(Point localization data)
———

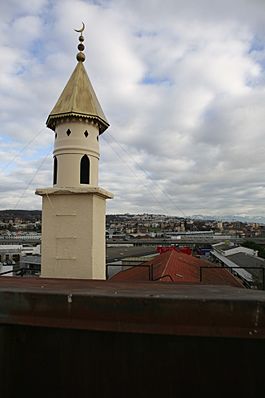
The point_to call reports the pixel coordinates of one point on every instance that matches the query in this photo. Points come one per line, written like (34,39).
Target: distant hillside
(23,214)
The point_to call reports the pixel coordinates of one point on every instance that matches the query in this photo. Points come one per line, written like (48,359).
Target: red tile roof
(179,268)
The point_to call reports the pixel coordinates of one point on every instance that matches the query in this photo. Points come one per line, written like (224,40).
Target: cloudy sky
(182,83)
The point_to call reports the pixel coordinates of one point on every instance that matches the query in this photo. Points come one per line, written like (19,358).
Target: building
(180,268)
(73,210)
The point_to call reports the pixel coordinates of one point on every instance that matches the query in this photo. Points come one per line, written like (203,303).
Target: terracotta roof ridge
(171,253)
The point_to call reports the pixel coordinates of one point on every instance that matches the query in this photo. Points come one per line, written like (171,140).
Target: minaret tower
(73,211)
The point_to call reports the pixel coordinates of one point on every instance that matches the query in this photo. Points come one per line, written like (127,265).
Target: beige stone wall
(69,150)
(73,235)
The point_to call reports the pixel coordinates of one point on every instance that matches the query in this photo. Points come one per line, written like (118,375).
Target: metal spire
(81,56)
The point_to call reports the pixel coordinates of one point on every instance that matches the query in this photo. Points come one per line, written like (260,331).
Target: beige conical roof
(78,99)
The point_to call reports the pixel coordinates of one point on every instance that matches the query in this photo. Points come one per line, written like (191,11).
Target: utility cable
(33,177)
(133,172)
(148,175)
(22,149)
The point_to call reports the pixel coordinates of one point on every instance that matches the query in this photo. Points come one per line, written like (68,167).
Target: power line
(148,175)
(32,179)
(133,172)
(22,149)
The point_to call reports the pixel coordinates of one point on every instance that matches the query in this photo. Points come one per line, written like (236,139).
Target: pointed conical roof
(78,99)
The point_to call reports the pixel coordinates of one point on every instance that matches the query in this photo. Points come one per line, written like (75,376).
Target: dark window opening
(54,170)
(84,170)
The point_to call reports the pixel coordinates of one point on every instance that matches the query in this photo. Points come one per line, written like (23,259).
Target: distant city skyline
(183,87)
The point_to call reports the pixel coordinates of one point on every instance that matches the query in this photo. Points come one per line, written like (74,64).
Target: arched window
(55,170)
(84,170)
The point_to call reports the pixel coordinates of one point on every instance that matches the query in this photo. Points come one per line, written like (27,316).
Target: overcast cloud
(182,84)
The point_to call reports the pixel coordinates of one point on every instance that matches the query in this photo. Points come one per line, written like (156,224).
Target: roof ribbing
(78,99)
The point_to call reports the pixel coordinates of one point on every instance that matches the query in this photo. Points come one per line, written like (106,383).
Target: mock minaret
(73,211)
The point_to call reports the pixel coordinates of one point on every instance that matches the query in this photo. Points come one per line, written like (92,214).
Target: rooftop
(179,268)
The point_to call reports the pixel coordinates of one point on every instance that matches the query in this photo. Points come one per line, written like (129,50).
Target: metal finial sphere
(80,57)
(82,29)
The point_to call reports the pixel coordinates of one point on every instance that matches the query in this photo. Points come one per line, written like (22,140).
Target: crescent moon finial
(80,30)
(81,56)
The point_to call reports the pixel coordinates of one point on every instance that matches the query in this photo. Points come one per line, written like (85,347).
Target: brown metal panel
(157,308)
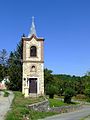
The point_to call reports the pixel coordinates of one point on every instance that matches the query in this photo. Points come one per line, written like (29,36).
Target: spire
(32,30)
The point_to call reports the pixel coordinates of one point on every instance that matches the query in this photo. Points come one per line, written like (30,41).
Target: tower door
(32,85)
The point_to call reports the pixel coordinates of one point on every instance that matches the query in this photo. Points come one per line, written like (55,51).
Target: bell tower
(33,64)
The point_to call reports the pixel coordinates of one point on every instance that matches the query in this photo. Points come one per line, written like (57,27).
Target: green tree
(3,63)
(50,83)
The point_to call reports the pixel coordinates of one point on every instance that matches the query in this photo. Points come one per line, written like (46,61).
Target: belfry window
(33,51)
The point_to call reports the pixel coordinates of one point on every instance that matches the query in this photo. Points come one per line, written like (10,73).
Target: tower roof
(32,30)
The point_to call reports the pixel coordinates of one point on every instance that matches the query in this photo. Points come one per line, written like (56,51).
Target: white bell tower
(33,64)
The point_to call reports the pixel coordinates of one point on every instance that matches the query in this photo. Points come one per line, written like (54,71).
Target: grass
(6,94)
(58,103)
(19,108)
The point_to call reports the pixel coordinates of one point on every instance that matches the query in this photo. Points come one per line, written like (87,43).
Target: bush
(68,94)
(51,90)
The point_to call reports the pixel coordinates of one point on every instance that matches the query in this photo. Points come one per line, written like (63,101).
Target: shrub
(6,94)
(68,94)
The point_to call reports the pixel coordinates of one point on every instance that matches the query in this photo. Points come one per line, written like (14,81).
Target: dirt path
(5,103)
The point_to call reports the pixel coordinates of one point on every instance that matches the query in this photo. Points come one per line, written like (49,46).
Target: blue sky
(65,25)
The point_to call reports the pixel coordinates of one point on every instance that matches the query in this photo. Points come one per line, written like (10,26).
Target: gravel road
(5,103)
(77,115)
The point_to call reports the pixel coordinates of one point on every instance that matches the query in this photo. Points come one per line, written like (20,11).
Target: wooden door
(32,85)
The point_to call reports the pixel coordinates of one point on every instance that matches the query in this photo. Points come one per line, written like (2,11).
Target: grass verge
(58,103)
(19,109)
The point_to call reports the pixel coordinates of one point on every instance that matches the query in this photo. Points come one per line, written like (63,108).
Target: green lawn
(19,108)
(56,103)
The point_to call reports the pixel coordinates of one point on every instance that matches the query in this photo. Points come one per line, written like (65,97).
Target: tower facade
(33,64)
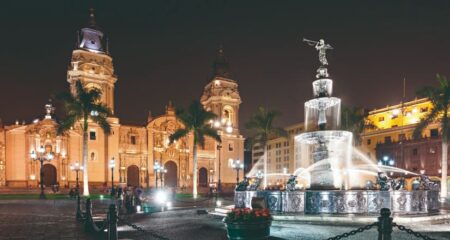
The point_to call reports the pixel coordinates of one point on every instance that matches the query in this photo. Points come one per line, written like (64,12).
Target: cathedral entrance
(133,176)
(49,175)
(203,177)
(171,177)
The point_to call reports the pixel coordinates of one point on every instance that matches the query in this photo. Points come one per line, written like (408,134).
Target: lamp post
(112,164)
(219,182)
(237,165)
(156,168)
(76,167)
(259,174)
(41,156)
(162,171)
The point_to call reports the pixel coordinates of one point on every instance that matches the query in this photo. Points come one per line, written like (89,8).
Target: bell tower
(91,62)
(221,96)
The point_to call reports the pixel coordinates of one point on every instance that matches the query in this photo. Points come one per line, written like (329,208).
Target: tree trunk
(265,165)
(85,159)
(444,167)
(194,172)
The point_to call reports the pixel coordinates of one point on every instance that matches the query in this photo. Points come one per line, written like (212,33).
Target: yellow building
(135,148)
(396,123)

———

### What you will do
Please transcribe all of the records above exactly, leaving out any pictures.

### Output for this exercise
The point_to call reports the pixel coordinates of one point on every instance that matches the query in this photo. Points come one per line, written like (34,39).
Target: distant hillside
(23,214)
The point_to call reports the pixel coordinates of one point on every instance that matches the query in this photo. Points come one per line, written like (48,359).
Target: red tile roof
(179,268)
The point_to call reports the pixel coordinates of one point on every instance that matches the query in this photo. Points come one per line, written like (224,40).
Target: cloudy sky
(182,83)
The point_to call reports the pixel coordinates of one point on every instance that matches the query in this photo. Points come one per line, written like (19,358).
Target: building
(180,268)
(73,210)
The point_to call reports the pixel coordinates of one point on every instance that matches the query in this photo. Points come one per line, written like (203,303).
Target: terracotta roof ridge
(171,253)
The point_to call reports the pixel coordinates of one point on every instance that matches the query in this photo. Points come one per line, written like (171,140).
Target: minaret tower
(73,211)
The point_to call reports the pixel coordinates of one point on every instance that matches the query in this photo. Points come one per line, written like (127,265).
Target: beige stone wall
(69,150)
(73,235)
The point_to call reports the pixel coordinates of one point on every instance that matches the query in this photo. Points come one per line, written like (118,375).
Target: metal spire
(81,56)
The point_to call reports the pixel coordinates of one point on every instance that matches the query in this photo. Points come one per line, written like (260,331).
Target: beige conical roof
(78,99)
The point_to call reports the pixel coordinates of one point on every instance that matches the query in this photo. Points come one per line, written like (191,11).
Target: utility cable
(33,177)
(133,172)
(148,175)
(22,149)
The point_to call reports the pixel coordinates of one point on every instance that matches the query in this photo. Points come one per line, written like (68,167).
Target: power line
(148,175)
(32,179)
(133,172)
(22,149)
The point_to call reports the pixel coordinates of one point on every instance that matches the query in this photo. Points come one per line, written like (236,139).
Target: pointed conical roof
(78,99)
The point_to call reports the pixel coordinates of one point on every instance that matches the query in this photo. Points come one per line, written like (75,376).
Target: dark window opening
(54,170)
(84,170)
The point_to call reports the pixel coordinates of one point on every instance that matches the query in this photo. Points come one per line, written like (23,259).
Target: distant city skyline
(183,87)
The point_to call reports the pixel coordinates of one point on every instance that matches the query in this photo. Points come one per line, written like (74,64).
Target: arched window
(55,170)
(84,170)
The point_to call reports the pixel coordinates of one point on every instance that matches the query in this photo. Points come one per line, written like (27,316).
Target: overcast cloud
(182,84)
The point_to call reports the pixel coordinates of one point on every instance that matches the query in this photo. Points come one per line, written like (156,224).
Target: roof ribbing
(78,99)
The point_to call reports the pixel coordinates of one point on every instance that matches the query in this photo. Points come one per line, written like (106,383).
Target: mock minaret
(73,211)
The point_to call reports the pixel coordinates of one point on every instance that matches the query in this photo. Points come one per line, written like (92,214).
Target: rooftop
(179,268)
The point_to call reports the pixel coordinates of one point on every instance that matches the query in this photo. Points come one per line, written like (129,50).
Target: metal finial sphere
(80,57)
(82,29)
The point_to call reports the pixel coordinates of one point on every instance that matches the query in this photo. Points come one per line, written like (22,140).
Target: crescent moon finial
(80,30)
(81,56)
The point_to call reports the pixel coordinates of one point on every instance that matches the query in this photo. Points come one per line, written like (85,347).
Target: brown metal panel
(157,308)
The point_to call reports the pixel coordinates of one point on every instance that matches the query in this photo. Points come one per line, written like (29,36).
Target: spire
(32,30)
The point_to call reports the pixel coordinates of one point on every instance that matches the query in this photo. Points come one per line, written like (30,41).
Target: tower door
(32,85)
The point_to call reports the pixel coordinates of one point on every instance that matches the query in this photo. Points come one per line, written like (55,51).
Target: bell tower
(33,64)
The point_to call reports the pixel coordinates of one point on every instance that matches the query in this photo. Points come one per line, written like (57,27).
Target: green tree
(3,63)
(50,83)
The point_to call reports the pixel coordinates of one point on every instance that matches the query in this photo. Points come one per line, written like (46,61).
Target: belfry window
(33,51)
The point_to call reports the pixel coordinates of one point on every instance that matches the query in this photo. Points come one per line, written like (10,73).
Target: tower roof
(32,30)
The point_to call reports the pixel coordinates of one point on every instance that matches the query in this photo. Points come one per line, written like (56,51).
Target: white bell tower
(33,64)
The point_to call reports the pixel coordinates of one point on every instance that matches the query in this photo. Points come one per line, written like (54,71).
Target: grass
(6,94)
(58,103)
(19,108)
The point_to call reports the pixel coordinates of one point on every instance that matches the query in this photo. Points come one per line, written like (87,43).
Target: bush
(68,94)
(51,90)
The point_to call reports the pixel coordinates of one point on every instance that matches the query in this photo. Points come one per line, written like (63,101).
Target: shrub
(6,94)
(68,94)
The point_to call reports the pixel coordinates of one point on every instance that matches the query in this photo. Points come one per line, written like (14,81).
Target: dirt path
(5,103)
The point_to call reports the pixel coordinates of one point on every instance that matches the query in this photo. Points come one per line, written like (49,46).
Target: blue sky
(65,25)
The point_to call reports the pixel coordinates of one point on every instance that matches the query in this photo. Points come one per line, written like (10,26).
Target: gravel road
(5,103)
(77,115)
The point_to call reports the pixel coordinates of one point on every instance that matches the query in this photo. Points come one per line, written like (20,11).
Target: wooden door
(32,85)
The point_to call reports the pixel coordinates of one point on every instance that matches the query in this photo. Points come one per line, written like (2,11).
Target: grass verge
(58,103)
(19,109)
The point_to call reports the pixel coordinates of one point on every instance that matches the query in this photo. Points come one per line, written like (63,108).
Target: green lawn
(19,108)
(56,103)
The point_to call reports the pixel coordinates of one point on every instance that matches the query in this photo. Points come one per line, written like (65,97).
Target: tower facade
(33,64)
The point_to call reports the pixel coordinates of one point on every instance that matches the query in this photo. Points come one per line, written like (64,12).
Target: cathedral entrance
(133,176)
(49,175)
(203,177)
(171,177)
The point_to call reports the pixel coordinates of one point on every instance that matches the query in this photo. Points come one per line, written like (408,134).
Target: lamp post
(112,164)
(219,182)
(237,165)
(156,168)
(76,167)
(259,174)
(41,156)
(162,171)
The point_to call reports the pixel coordinates of one point on every instance that matches the query in this photo. Points come one per line, written like (89,8).
Target: bell tower
(91,62)
(221,96)
The point_to call reports the pixel coordinates of one point on every instance that matches the query in this photo. Points come one per line, written like (329,208).
Target: tree trunk
(265,165)
(85,159)
(444,167)
(194,172)
The point_to call reports the pixel coordinates of one point on every instance that matches the query in this photo. Points come one per line, written like (212,33).
Target: yellow building
(135,148)
(396,123)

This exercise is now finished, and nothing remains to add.